Présent à Paris pour accompagner la sortie de son dernier film Bayiri la patrie, il prépare également la sortie d’un coffret DVD qui regroupe ses 24 films et qui devrait sortir à la fin de l’année.

Que pouvez-vous nous dire sur le contexte sur lequel s’appuie le film ?
Il y a eut une crise en Côte d’Ivoire que l’on peut appeler une guerre de clans, une guerre civile, et les Burkinabé qui travaillaient essentiellement la terre là-bas ont été contraints d’abandonner leurs plantations et de fuir. Le gouvernement burkinabé, dirigé par Blaise Compaoré à l’époque, a eu l’idée de mettre en place un aspect de retour favorisé. Les exilés sont arrivés alors que rien n’avait été préparé à cette occasion. Ils ont été très vite désenchantés. On voit alors les exactions qu’ils ont connues en quittant la Côte d’Ivoire et en traversant la frontière pour arriver au Burkina Faso : il y a eut des viols, des dépouillements. Ils se sont retrouvés dans ce camp et personne ne vient, le gouvernement ne s’en occupe pas. L’ONU, qui était prévenu du problème – et comme l’ONU prend toujours le temps -, arrive toujours en retard et est donc arrivée un an plus tard pour trouver tous ces réfugiés dans leurs galères.

BAYIRI film de S.Pierre Yaméogo 2010

Vous êtes-vous appuyé sur de réels témoignages pour écrire le scénario ?
Je connaissais quelqu’un qui avait un parent en Côte d’Ivoire, et mes parents y avaient des parents également. Quand ils ont réussi à revenir, je leur ai demandé comment ils avaient fait alors que les autres étaient bloqués. Comme ils avaient des parents au Burkina Faso, ils ont pu être accueillis. Mais certains étaient nés en Côte d’Ivoire et ne connaissaient pas leur village d’origine. Je leur ai demandé de me raconter leur histoire. Ils avaient envie de la raconter, cette traversée. Il y en a un qui m’a dit à son arrivée à la zone rebelle, qui s’était baptisée Force nouvelle, avoir vu un appareil qu’ils avaient sculpté et qu’ils avaient nommé guillotine et qui leur servait à violer les filles. Les plus belles, bien sûr. Dans toutes ces filles qui passaient, certaines se sont retrouvées enceintes. Elles ont accouché dans le camp, les enfants sont morts ou ont eu le SIDA et certaines femmes mourraient aussi du SIDA.

» **À faire**:
**a)** D'après l'entretien, qui dirigeait alors le gouvernement burkinabé ?
**b)** Recopiez mot pour mot le passage de l'entretien qui s'ouvre sur les mots contenant "Présent à Paris" et se termine par "s’appuie le film ?".

» **Matériel**:

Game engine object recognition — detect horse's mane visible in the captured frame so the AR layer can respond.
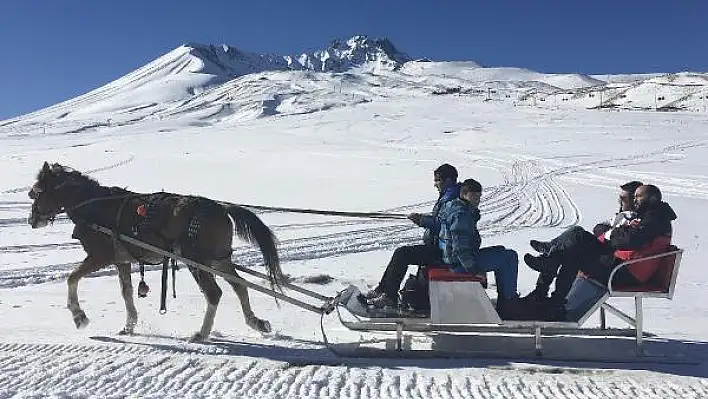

» **Réponses par tâche**:
**a)** Blaise Compaoré.

**b)**
Présent à Paris pour accompagner la sortie de son dernier film Bayiri la patrie, il prépare également la sortie d’un coffret DVD qui regroupe ses 24 films et qui devrait sortir à la fin de l’année.

Que pouvez-vous nous dire sur le contexte sur lequel s’appuie le film ?